◆ **EXTRAIT DE L'ARTICLE**:
════════════════════

Washington invoque la sécurité nationale et force Anthropic à suspendre son IA la plus puissante
Le fleuron américain de l'intelligence artificielle Anthropic a été contraint vendredi par son propre gouvernement de couper l'accès à ses modèles les plus puissants, trois jours après leur lancement, Washington invoquant un risque pour la sécurité nationale dans une décision sans précédent connu.
Anthropic a annoncé suspendre ses deux nouveaux modèles, sa version très restreinte Mythos 5 et sa déclinaison bridée pour le grand public, Fable 5, afin de se conformer à une injonction tombée dans la soirée.
Washington a ordonné, au titre du contrôle des exportations, de couper l'accès à ces modèles pour "tout ressortissant étranger, à l'intérieur ou à l'extérieur des États-Unis", y compris "les employés étrangers" d'Anthropic, selon le communiqué de l'entreprise.
Faute de pouvoir trier ses utilisateurs, Anthropic, déjà en conflit avec l'administration Trump, a annoncé devoir "brutalement désactiver" les deux modèles pour l'ensemble de ses clients.
Selon le média américain Axios, la directive émane du secrétaire au Commerce Howard Lutnick. Il aurait agi après avoir appris qu'une entreprise était parvenue à contourner les garde-fous mis en place pour ces modèles, réputés détecter et exploiter des failles de cybersécurité avec une rapidité et une acuité inédite
Sollicité par l'AFP, le ministère du Commerce n'a pas donné suite.
"Nous contestons que la découverte d'un potentiel contournement justifie le rappel d'un modèle commercial déployé auprès de centaines de millions de personnes", écrit Anthropic, qui veut voir dans l'affaire "un malentendu".
"Si ce standard était appliqué à l'ensemble du secteur, nous pensons qu'il mettrait essentiellement à l'arrêt tous les nouveaux déploiements de modèles" d'IA de pointe, ajoute l'entreprise, en première ligne de la compétition mondiale face à OpenAI, Google et le chinois DeepSeek.
Anthropic affirme travailler à rétablir "dès que possible" l'accès à ces modèles dernier cri, les autres restant opérationnels.
- "Acharnement judiciaire"? -
L'entreprise milite de longue date pour un encadrement public de l'IA: dans un essai publié mercredi, son patron Dario Amodei plaidait pour un régime d'audits obligatoires des modèles les plus puissants, inspiré de l'aviation civile, qui donnerait au gouvernement le pouvoir d'en bloquer le déploiement.

════════════════════

◆ **DONNÉES EXTRAITES**:
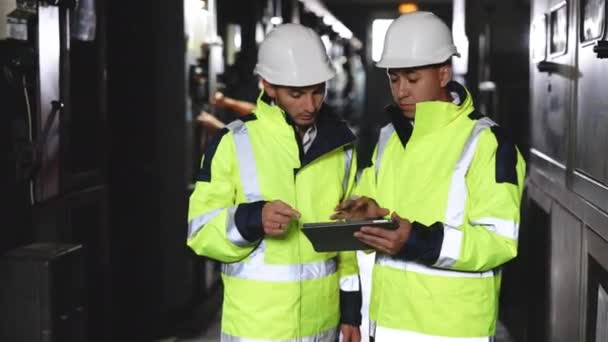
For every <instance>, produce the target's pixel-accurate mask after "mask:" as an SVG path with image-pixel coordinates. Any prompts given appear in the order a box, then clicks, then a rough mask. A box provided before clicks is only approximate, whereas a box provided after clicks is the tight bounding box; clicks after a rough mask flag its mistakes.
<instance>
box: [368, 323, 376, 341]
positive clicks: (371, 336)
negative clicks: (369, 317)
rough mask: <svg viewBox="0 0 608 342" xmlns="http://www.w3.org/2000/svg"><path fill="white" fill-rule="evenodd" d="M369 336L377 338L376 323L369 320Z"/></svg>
mask: <svg viewBox="0 0 608 342" xmlns="http://www.w3.org/2000/svg"><path fill="white" fill-rule="evenodd" d="M369 336H370V337H375V336H376V321H372V320H371V319H370V320H369Z"/></svg>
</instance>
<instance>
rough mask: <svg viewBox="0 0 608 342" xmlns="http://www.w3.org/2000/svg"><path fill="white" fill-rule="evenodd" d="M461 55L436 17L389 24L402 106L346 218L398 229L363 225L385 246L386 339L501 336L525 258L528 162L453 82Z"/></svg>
mask: <svg viewBox="0 0 608 342" xmlns="http://www.w3.org/2000/svg"><path fill="white" fill-rule="evenodd" d="M452 56H458V52H457V51H456V47H455V46H454V44H453V41H452V35H451V32H450V30H449V28H448V27H447V26H446V24H445V23H444V22H443V21H441V20H440V19H439V18H438V17H436V16H435V15H434V14H432V13H430V12H415V13H411V14H405V15H402V16H401V17H399V18H398V19H396V20H395V21H394V22H393V23H392V24H391V25H390V27H389V29H388V31H387V34H386V39H385V45H384V51H383V54H382V58H381V60H380V61H379V62H378V64H377V66H378V67H380V68H385V69H386V70H387V74H388V77H389V82H390V88H391V93H392V96H393V100H394V102H395V103H394V104H393V105H391V106H390V107H388V108H387V112H388V115H389V116H390V119H391V123H390V124H388V125H387V126H385V127H384V128H382V130H381V132H380V138H379V140H378V143H377V146H376V149H375V152H374V156H373V160H372V162H371V166H369V167H368V168H366V169H365V170H363V172H362V176H361V178H360V181H359V183H358V185H357V187H356V190H355V191H354V193H355V194H356V195H359V196H362V197H359V198H358V199H354V200H349V201H345V202H343V203H342V204H341V205H340V206H338V207H337V208H336V209H337V211H338V212H337V214H336V215H335V216H336V217H339V218H345V217H346V218H372V217H378V216H385V215H388V214H389V212H392V215H391V217H392V218H393V219H394V220H396V221H398V223H399V228H398V229H397V230H394V231H389V230H384V229H381V228H375V227H365V228H362V230H361V232H358V233H355V236H356V237H357V238H359V239H360V240H361V241H363V242H365V243H367V244H369V245H370V246H373V247H374V249H375V250H376V252H377V253H376V262H375V266H374V271H373V279H372V291H371V305H370V322H371V324H370V335H372V336H373V337H374V338H375V341H376V342H385V341H389V342H393V341H408V342H412V341H413V342H427V341H433V342H435V341H437V342H439V341H441V342H447V341H459V342H462V341H470V342H481V341H491V340H493V336H494V335H495V330H496V320H497V315H498V296H499V289H500V267H501V266H502V265H503V264H504V263H506V262H507V261H509V260H511V259H512V258H514V257H515V256H516V254H517V238H518V227H519V208H520V201H521V194H522V190H523V184H524V175H525V163H524V160H523V159H522V157H521V155H520V153H519V151H518V150H517V148H516V147H515V146H514V145H513V144H512V143H511V142H510V141H509V140H508V139H507V137H506V136H505V135H504V134H503V132H502V131H501V129H500V127H498V126H497V125H496V124H495V123H494V122H492V121H491V120H490V119H488V118H487V117H484V116H483V115H481V114H480V113H478V112H477V111H475V109H474V107H473V101H472V99H471V95H470V94H469V92H468V91H467V90H466V89H465V88H464V87H463V86H462V85H460V84H458V83H456V82H453V81H451V77H452V68H451V65H450V58H451V57H452Z"/></svg>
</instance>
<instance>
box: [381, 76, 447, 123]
mask: <svg viewBox="0 0 608 342" xmlns="http://www.w3.org/2000/svg"><path fill="white" fill-rule="evenodd" d="M388 77H389V82H390V86H391V94H392V95H393V100H394V101H395V104H397V105H398V106H399V108H400V109H401V111H402V112H403V114H404V115H405V116H406V117H408V118H413V117H414V115H415V114H416V103H418V102H423V101H439V100H446V92H445V86H446V85H447V83H448V82H449V80H450V79H451V67H450V66H448V65H442V66H428V67H421V68H407V69H389V70H388Z"/></svg>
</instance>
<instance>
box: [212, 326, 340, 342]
mask: <svg viewBox="0 0 608 342" xmlns="http://www.w3.org/2000/svg"><path fill="white" fill-rule="evenodd" d="M337 338H338V329H337V328H333V329H330V330H327V331H324V332H322V333H319V334H316V335H313V336H305V337H296V338H292V339H287V340H266V339H257V338H245V337H237V336H232V335H228V334H226V333H225V332H223V331H222V337H221V342H335V341H336V340H337Z"/></svg>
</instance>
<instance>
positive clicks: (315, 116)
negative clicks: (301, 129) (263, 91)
mask: <svg viewBox="0 0 608 342" xmlns="http://www.w3.org/2000/svg"><path fill="white" fill-rule="evenodd" d="M264 89H265V91H266V93H267V94H268V96H270V97H272V98H273V99H274V101H275V103H276V104H277V105H278V106H279V107H281V109H283V110H284V111H285V112H286V113H287V114H288V115H289V116H290V117H291V119H292V120H293V121H294V122H295V123H296V125H297V126H298V127H309V126H312V125H313V124H314V123H315V120H316V119H317V115H318V113H319V109H321V105H322V104H323V100H325V83H319V84H316V85H312V86H308V87H284V86H275V85H270V84H268V83H266V82H264Z"/></svg>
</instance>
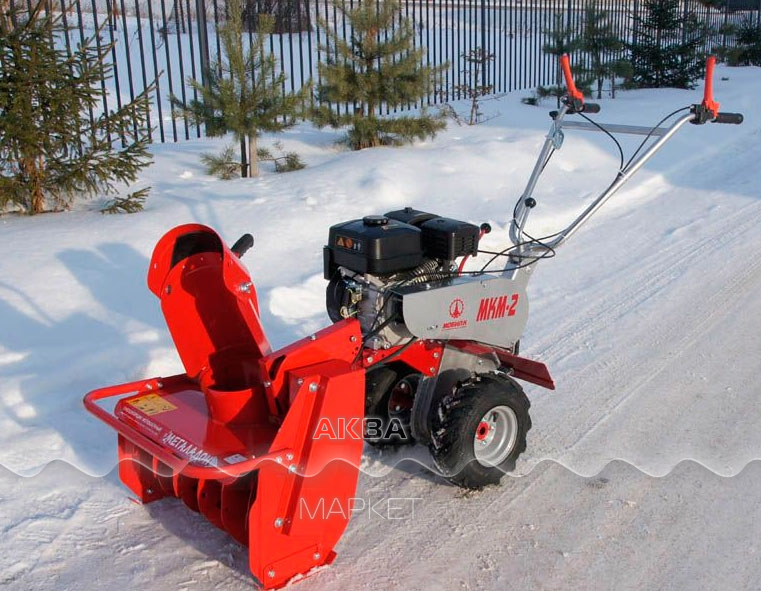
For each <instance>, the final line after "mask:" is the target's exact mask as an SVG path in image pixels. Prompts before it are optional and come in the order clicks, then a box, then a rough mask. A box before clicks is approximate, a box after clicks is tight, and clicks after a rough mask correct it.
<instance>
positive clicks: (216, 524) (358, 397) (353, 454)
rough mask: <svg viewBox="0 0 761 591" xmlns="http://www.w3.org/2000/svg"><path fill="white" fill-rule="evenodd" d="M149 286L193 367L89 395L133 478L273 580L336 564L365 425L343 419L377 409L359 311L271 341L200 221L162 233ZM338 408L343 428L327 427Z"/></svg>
mask: <svg viewBox="0 0 761 591" xmlns="http://www.w3.org/2000/svg"><path fill="white" fill-rule="evenodd" d="M148 284H149V287H150V289H151V291H153V293H155V294H156V295H157V296H158V297H159V298H160V300H161V307H162V310H163V312H164V316H165V318H166V320H167V325H168V327H169V331H170V333H171V334H172V338H173V339H174V341H175V345H176V346H177V350H178V352H179V354H180V357H181V359H182V362H183V364H184V366H185V369H186V372H187V373H186V374H183V375H178V376H172V377H169V378H153V379H149V380H141V381H137V382H132V383H128V384H122V385H118V386H110V387H107V388H102V389H99V390H95V391H93V392H90V393H89V394H87V396H85V400H84V403H85V406H86V408H87V409H88V410H89V411H90V412H92V413H93V414H95V415H96V416H98V417H99V418H100V419H102V420H103V421H105V422H106V423H108V424H109V425H111V426H112V427H113V428H114V429H116V430H117V432H118V433H119V438H118V439H119V476H120V478H121V480H122V482H124V484H125V485H126V486H127V487H128V488H129V489H130V490H132V491H133V493H134V494H135V495H136V496H137V498H138V499H139V500H140V501H141V502H143V503H148V502H152V501H156V500H158V499H161V498H163V497H176V498H178V499H180V500H181V501H183V502H184V503H185V504H186V505H187V506H188V507H189V508H190V509H191V510H193V511H197V512H200V513H201V514H203V515H204V516H205V517H206V519H208V520H209V521H210V522H211V523H213V524H214V525H215V526H217V527H219V528H221V529H223V530H225V531H227V532H228V533H229V534H230V535H231V536H232V537H233V538H234V539H235V540H237V541H238V542H240V543H241V544H245V545H247V546H248V547H249V559H250V566H251V572H252V573H253V575H254V576H255V577H256V578H257V579H258V580H259V581H260V582H261V584H262V586H263V588H264V589H274V588H277V587H280V586H282V585H284V584H285V583H287V582H288V581H289V580H290V579H291V578H293V577H294V576H295V575H298V574H306V573H308V572H309V570H310V569H312V568H314V567H316V566H320V565H323V564H329V563H330V562H332V561H333V559H334V558H335V552H334V551H333V548H334V546H335V544H336V542H337V541H338V539H339V538H340V537H341V535H342V533H343V531H344V529H345V528H346V525H347V523H348V520H349V517H350V515H351V499H352V498H353V497H354V494H355V490H356V485H357V479H358V476H359V469H358V466H359V462H360V459H361V454H362V445H363V440H362V438H361V433H359V434H358V435H357V434H356V433H355V432H354V431H352V430H347V431H346V432H342V431H341V428H340V427H341V425H346V424H349V423H350V421H360V422H361V421H362V419H363V417H364V380H365V374H364V368H363V367H362V366H361V364H359V363H354V360H355V359H356V357H357V355H358V353H359V348H360V346H361V343H362V338H361V334H360V328H359V322H357V321H356V320H348V321H345V322H341V323H339V324H336V325H334V326H331V327H328V328H326V329H324V330H322V331H320V332H318V333H317V334H316V335H314V336H313V337H311V338H307V339H303V340H301V341H298V342H296V343H294V344H292V345H289V346H288V347H285V348H284V349H282V350H280V351H276V352H270V346H269V343H268V341H267V339H266V337H265V335H264V331H263V330H262V327H261V324H260V322H259V316H258V302H257V299H256V292H255V290H254V287H253V284H252V283H251V280H250V278H249V276H248V273H247V272H246V270H245V268H244V267H243V266H242V265H241V264H240V262H239V261H238V259H237V257H236V256H235V255H234V254H233V253H232V252H231V251H230V250H229V249H228V248H227V247H226V246H225V245H224V243H223V242H222V240H221V239H220V238H219V236H217V235H216V233H214V232H213V230H211V229H209V228H207V227H205V226H200V225H196V224H191V225H186V226H180V227H178V228H175V229H174V230H172V231H170V232H169V233H167V234H166V235H165V236H164V237H163V238H162V239H161V240H160V241H159V243H158V245H157V246H156V249H155V251H154V254H153V257H152V259H151V268H150V272H149V275H148ZM106 399H111V400H114V399H117V400H116V403H115V404H114V405H113V410H112V411H111V410H109V405H108V404H106V403H105V401H106ZM326 420H327V421H330V423H331V425H332V427H333V429H332V430H331V433H332V435H333V436H331V437H328V436H325V435H324V433H322V432H321V433H320V434H319V436H318V430H317V426H318V424H320V421H326ZM336 506H339V507H343V508H344V510H343V511H336V510H335V507H336Z"/></svg>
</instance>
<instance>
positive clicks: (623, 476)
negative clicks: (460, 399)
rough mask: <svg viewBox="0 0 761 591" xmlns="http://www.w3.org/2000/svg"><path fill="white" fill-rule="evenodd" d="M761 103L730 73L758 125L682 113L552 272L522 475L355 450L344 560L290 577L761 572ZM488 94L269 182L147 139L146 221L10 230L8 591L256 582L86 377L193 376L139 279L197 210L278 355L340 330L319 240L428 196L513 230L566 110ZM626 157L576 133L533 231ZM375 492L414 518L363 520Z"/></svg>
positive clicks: (655, 582)
mask: <svg viewBox="0 0 761 591" xmlns="http://www.w3.org/2000/svg"><path fill="white" fill-rule="evenodd" d="M760 93H761V70H759V69H757V68H745V69H728V68H719V69H718V70H717V80H716V96H717V99H718V100H720V101H721V103H722V107H723V108H725V109H726V110H729V111H740V112H743V113H744V114H745V116H746V121H745V123H744V124H743V125H742V126H739V127H737V126H720V125H706V126H702V127H695V126H687V128H685V129H683V131H682V132H680V133H679V134H678V135H677V136H676V137H675V138H674V139H673V140H672V141H671V142H670V143H669V144H668V145H667V146H666V148H664V150H663V151H662V152H661V153H660V154H658V155H657V156H656V157H655V158H654V159H653V160H652V161H651V163H650V164H648V165H647V167H646V168H645V169H644V170H643V171H642V172H641V173H640V174H639V175H638V176H637V177H636V178H635V180H634V181H632V184H631V185H630V186H627V187H626V188H625V189H624V190H622V191H621V193H620V194H619V195H617V196H616V197H615V198H614V200H613V201H611V202H610V203H609V204H608V205H607V206H606V207H605V208H604V209H603V210H602V211H601V212H600V213H599V214H598V215H597V216H596V217H595V218H594V219H593V220H592V221H591V222H590V223H589V225H588V226H586V227H585V228H584V229H583V230H582V231H580V232H579V234H578V235H576V236H574V238H573V240H572V241H570V242H569V243H568V245H567V246H564V247H563V248H562V249H560V250H559V251H558V255H557V257H556V258H554V259H552V260H547V261H542V262H541V263H540V264H539V266H538V270H537V272H536V273H535V276H534V277H533V278H532V283H531V284H530V285H529V297H530V298H531V310H532V311H531V318H530V320H529V326H528V329H527V332H526V334H525V337H524V339H523V340H522V353H524V354H525V355H527V356H529V357H533V358H537V359H540V360H541V361H543V362H545V363H547V364H548V366H549V367H550V369H551V370H552V373H553V376H554V378H555V381H556V382H557V384H558V388H557V390H555V391H554V392H548V391H544V390H542V389H540V388H534V387H531V388H529V389H528V392H529V396H530V398H531V400H532V419H533V423H534V427H533V429H532V430H531V431H530V433H529V441H528V450H527V452H526V453H525V454H524V456H523V457H522V460H521V462H520V463H519V465H518V470H517V475H519V476H521V477H519V478H506V479H505V481H504V484H503V485H502V486H501V487H499V488H490V489H487V490H484V491H482V492H479V493H468V494H465V493H463V491H461V490H459V489H456V488H454V487H451V486H448V485H446V484H445V483H443V482H442V481H441V480H439V479H436V478H434V477H432V476H431V475H429V474H427V473H426V472H425V471H424V470H423V469H422V468H421V467H420V466H419V465H418V464H417V463H416V462H414V461H410V460H407V461H405V456H404V455H401V454H381V453H379V452H377V451H375V450H366V454H365V458H364V459H363V474H362V477H361V480H360V487H359V490H358V497H360V498H361V499H363V500H364V501H365V503H364V511H361V512H360V511H357V514H356V515H355V517H354V519H353V520H352V521H351V523H350V524H349V528H348V530H347V533H346V535H345V536H344V538H343V539H342V541H341V543H340V544H339V547H338V548H337V550H338V552H339V558H338V560H337V562H336V563H335V564H334V566H332V567H330V568H329V569H325V570H324V571H323V572H320V573H319V574H318V575H316V576H314V577H311V578H309V579H308V580H306V581H303V582H301V583H299V584H298V588H299V589H304V591H309V590H312V589H314V590H316V589H334V588H335V589H360V590H371V589H380V588H383V589H389V588H390V589H397V588H399V589H490V590H491V589H494V590H496V589H513V588H515V589H519V588H520V589H534V588H536V589H539V588H543V589H574V588H591V589H609V588H616V589H630V588H632V589H633V588H638V589H653V588H658V589H686V588H705V589H716V588H722V589H735V588H748V589H751V588H754V587H756V586H757V580H758V578H759V576H760V575H761V547H759V546H758V539H757V538H758V536H757V532H758V531H759V528H761V501H759V495H758V490H760V489H761V464H759V463H757V462H753V460H755V459H756V458H758V456H759V450H761V429H758V427H757V426H758V425H759V424H761V404H759V403H758V402H757V395H758V394H759V390H760V389H761V386H759V385H758V377H759V376H761V355H759V352H760V349H761V347H759V345H758V335H759V334H761V309H760V307H759V303H758V296H757V294H758V293H761V260H759V258H758V257H757V256H756V253H758V252H761V168H759V165H758V162H759V156H760V155H761V150H760V149H759V145H761V143H760V142H761V120H760V119H759V117H758V115H757V112H756V111H755V109H754V108H753V106H752V103H753V102H754V100H755V99H756V97H757V96H759V94H760ZM699 98H700V93H699V91H677V90H659V91H638V92H628V93H622V94H621V95H620V96H619V98H617V99H616V100H615V101H611V100H605V101H603V112H602V113H601V114H600V115H599V116H597V117H596V119H597V120H599V121H609V122H611V123H613V122H615V123H635V124H654V123H655V122H656V121H657V120H658V119H659V118H660V117H661V116H662V115H664V114H666V113H668V112H671V111H672V110H674V109H676V108H678V107H681V106H684V105H686V104H689V103H690V102H694V101H696V100H699ZM485 106H486V108H487V109H488V110H489V111H490V112H491V113H499V116H498V117H496V118H494V119H491V120H490V121H488V122H487V123H486V124H484V125H482V126H477V127H458V126H456V125H454V124H452V125H450V127H449V129H448V130H447V131H446V132H445V133H442V134H441V135H440V136H439V137H438V138H437V139H436V140H435V141H431V142H426V143H421V144H417V145H415V146H411V147H405V148H400V149H375V150H366V151H362V152H344V151H341V150H340V149H338V148H336V147H334V145H333V142H334V141H335V139H336V138H337V136H336V135H334V134H332V133H327V132H318V131H315V130H314V129H313V128H311V127H309V126H306V125H305V126H302V127H299V128H297V129H295V130H293V131H290V132H288V133H287V134H286V135H285V136H284V137H283V138H282V139H283V142H284V144H285V146H286V148H287V149H295V150H297V151H298V152H299V153H300V154H301V155H302V156H303V157H304V159H305V160H306V162H307V164H308V167H307V168H306V169H304V170H302V171H299V172H295V173H290V174H287V175H276V174H274V173H272V172H268V171H265V174H264V175H263V176H262V177H261V178H259V179H256V180H239V181H233V182H222V181H218V180H215V179H213V178H210V177H207V176H205V175H204V173H203V170H202V167H201V166H200V164H199V159H198V156H199V154H200V153H201V152H203V151H207V150H209V149H216V148H218V147H220V146H221V145H222V143H220V142H210V141H203V142H189V143H186V144H183V145H162V146H156V147H155V148H154V150H153V152H154V155H155V164H154V166H153V167H151V168H150V169H149V170H147V171H146V172H145V174H144V175H143V178H142V179H141V181H140V186H143V185H151V186H152V187H153V190H152V194H151V197H150V198H149V201H148V205H147V209H146V211H145V212H144V213H140V214H137V215H132V216H102V215H101V214H100V213H98V212H97V205H98V204H97V203H82V204H79V205H78V206H77V207H75V209H74V210H73V211H72V212H69V213H65V214H55V215H44V216H38V217H35V218H20V217H13V216H5V217H2V218H0V249H1V250H2V253H3V260H2V263H1V264H0V268H1V269H2V274H1V275H0V464H1V465H2V466H3V467H4V468H0V532H2V536H0V586H2V585H4V586H8V587H9V588H17V589H77V590H82V589H96V588H98V589H115V588H127V589H134V588H144V587H145V588H155V589H202V590H206V589H245V588H249V587H250V586H251V579H250V576H249V575H248V571H247V565H246V552H245V549H243V548H242V547H239V546H238V545H237V544H235V543H234V542H232V541H231V540H230V539H229V538H228V537H227V536H226V535H225V534H224V533H222V532H220V531H218V530H216V529H215V528H214V527H213V526H212V525H210V524H208V523H206V522H204V521H203V519H201V518H200V517H199V516H198V515H196V514H193V513H191V512H190V511H188V510H186V509H185V507H184V506H182V505H181V504H180V503H178V502H175V501H172V500H166V501H161V502H158V503H155V504H152V505H147V506H143V507H141V506H138V505H135V504H132V503H131V502H129V501H128V499H127V491H126V489H124V488H123V487H122V486H121V485H120V483H119V482H118V478H117V477H116V475H115V473H114V472H113V468H114V465H115V461H116V444H115V435H114V434H113V432H112V431H111V430H110V429H109V428H107V427H105V426H104V425H102V424H100V423H99V422H98V421H97V420H96V419H94V418H93V417H91V416H89V415H88V414H87V413H86V412H85V411H84V410H83V408H82V405H81V398H82V395H83V394H84V393H85V392H87V391H89V390H91V389H93V388H96V387H99V386H103V385H107V384H110V383H117V382H124V381H128V380H132V379H137V378H141V377H149V376H153V375H167V374H170V373H176V372H178V371H180V370H181V366H180V363H179V360H178V358H177V355H176V353H175V352H174V348H173V346H172V342H171V339H170V338H169V335H168V333H167V332H166V330H165V328H164V324H163V319H162V317H161V314H160V310H159V308H158V303H157V301H156V300H155V299H154V298H153V296H152V295H151V294H150V293H149V292H148V290H147V288H146V286H145V273H146V269H147V265H148V259H149V257H150V253H151V250H152V247H153V245H154V244H155V242H156V241H157V239H158V238H159V237H160V236H161V235H162V234H163V232H165V231H166V230H167V229H169V228H170V227H171V226H173V225H176V224H180V223H185V222H190V221H197V222H201V223H205V224H208V225H211V226H213V227H214V228H216V229H217V230H218V231H219V232H220V233H221V234H222V235H223V236H225V237H226V238H227V239H228V240H229V241H230V242H232V241H234V240H235V239H236V238H237V237H238V236H239V235H240V234H242V233H244V232H247V231H250V232H252V233H253V234H254V235H255V237H256V246H255V247H254V249H253V250H252V251H250V252H249V253H248V254H247V255H246V258H245V259H244V260H245V262H246V264H247V266H248V268H249V269H250V271H251V274H252V276H253V277H254V280H255V281H256V285H257V289H258V291H259V297H260V302H261V303H262V311H263V321H264V323H265V327H266V329H267V331H268V334H269V336H270V338H271V340H272V341H273V343H274V344H275V345H276V346H278V345H284V344H286V343H288V342H290V341H291V340H293V339H295V338H298V337H300V336H303V335H305V334H309V333H310V332H312V331H313V330H315V329H317V328H319V327H321V326H323V325H324V324H325V323H326V320H327V319H326V315H325V313H324V310H323V304H324V300H323V294H324V291H323V290H324V281H323V280H322V278H321V273H322V271H321V269H322V252H321V248H322V245H323V243H324V241H325V240H326V237H327V229H328V227H329V226H330V225H331V224H333V223H336V222H339V221H343V220H346V219H351V218H355V217H361V216H362V215H365V214H369V213H383V212H385V211H388V210H391V209H395V208H399V207H402V206H405V205H414V206H416V207H417V208H419V209H423V210H427V211H434V212H436V213H439V214H442V215H447V216H450V217H455V218H460V219H465V220H468V221H472V222H474V223H480V222H483V221H488V222H490V223H491V224H492V226H493V227H494V231H493V232H492V233H491V234H490V235H489V236H488V237H487V239H485V241H484V246H485V247H486V248H497V247H500V248H501V247H504V246H505V245H506V243H507V237H506V233H505V232H506V228H507V225H508V223H509V220H510V218H511V215H512V208H513V203H514V201H515V199H516V198H517V197H518V195H519V194H520V193H521V191H522V189H523V187H524V184H525V182H526V180H527V177H528V174H529V172H530V170H531V167H532V166H533V163H534V159H535V157H536V154H537V152H538V150H539V147H540V145H541V142H542V141H543V137H544V134H545V133H546V129H547V125H548V123H549V119H548V118H547V110H548V109H547V107H549V105H547V106H546V107H543V108H532V107H527V106H524V105H521V104H520V102H519V95H511V96H508V97H506V98H504V99H502V100H500V101H491V102H487V103H485ZM463 108H464V106H463ZM635 141H636V140H631V139H629V140H626V142H625V147H627V148H628V150H629V151H631V149H632V147H633V146H634V145H635ZM617 167H618V159H617V154H616V152H615V151H614V148H613V145H612V143H611V142H610V140H609V139H607V138H606V137H605V136H603V135H602V134H586V133H581V132H571V131H568V132H567V134H566V143H565V146H564V148H563V150H561V152H560V153H559V154H557V155H556V156H555V157H554V158H553V160H552V161H551V163H550V165H549V166H548V167H547V170H546V172H545V175H544V177H543V179H542V182H541V184H540V186H539V188H538V190H537V193H536V197H537V199H538V201H539V205H538V206H537V208H536V209H535V210H534V213H533V215H532V219H531V221H530V227H529V231H530V232H531V233H532V234H534V235H543V234H549V233H551V232H553V231H555V230H557V229H559V228H560V227H561V226H562V225H564V223H567V222H568V221H570V220H571V219H572V218H573V217H574V216H575V214H576V212H578V211H579V210H580V208H582V207H583V206H584V205H585V204H587V203H589V201H591V200H592V199H593V198H594V197H595V196H596V194H597V192H598V191H599V190H601V189H602V188H603V187H604V186H606V185H607V183H608V182H609V181H610V179H612V177H613V175H614V174H615V172H616V170H617ZM476 262H477V261H476ZM474 265H475V263H474ZM416 453H417V452H415V451H413V455H415V454H416ZM58 460H62V461H58ZM685 460H687V461H685ZM51 462H52V463H51ZM610 462H613V463H610ZM751 462H752V463H751ZM730 476H731V478H727V477H730ZM394 499H396V500H394ZM399 499H401V500H402V501H399ZM378 502H380V503H381V505H380V506H381V511H380V514H382V513H383V510H382V507H383V506H384V504H385V506H388V504H389V503H390V502H393V503H396V505H395V508H396V509H397V511H396V512H394V516H396V517H401V519H394V520H390V519H385V518H383V517H381V516H380V515H379V512H377V511H369V510H368V507H370V506H377V503H378ZM399 503H401V505H400V504H399ZM399 507H401V510H398V509H399Z"/></svg>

════════════════════

◆ **VOTRE OBJECTIF**:
Continuez l'article sur la suspension des modèles d'IA d'Anthropic par Washington, en reprenant juste après sa dernière phrase. Les enregistrements n'ont aucun rôle ici.

◆ **RÉSULTAT**:
Mais cela doit se faire "dans le cadre d'une procédure légale transparente, équitable, claire et fondée sur des faits techniques", rappelle Anthropic. La directive de vendredi "ne respecte pas ces principes", dénonce l'entreprise.
"Je n'arrive pas à déterminer s'il s'agit d'un acharnement judiciaire (...) ou d'un excès de zèle sécuritaire. C'est tout simplement grotesque", a réagi sur X le chercheur Dean Ball, conseiller de la Maison Blanche sur l'IA jusqu'à l'été 2025.
"La sécurité et l'accès sont l'un comme l'autre des intérêts nationaux. Ce soir, un seul des deux a eu voix au chapitre", a déploré Vilas Dhar, président d'une fondation philanthropique consacrée à l'IA.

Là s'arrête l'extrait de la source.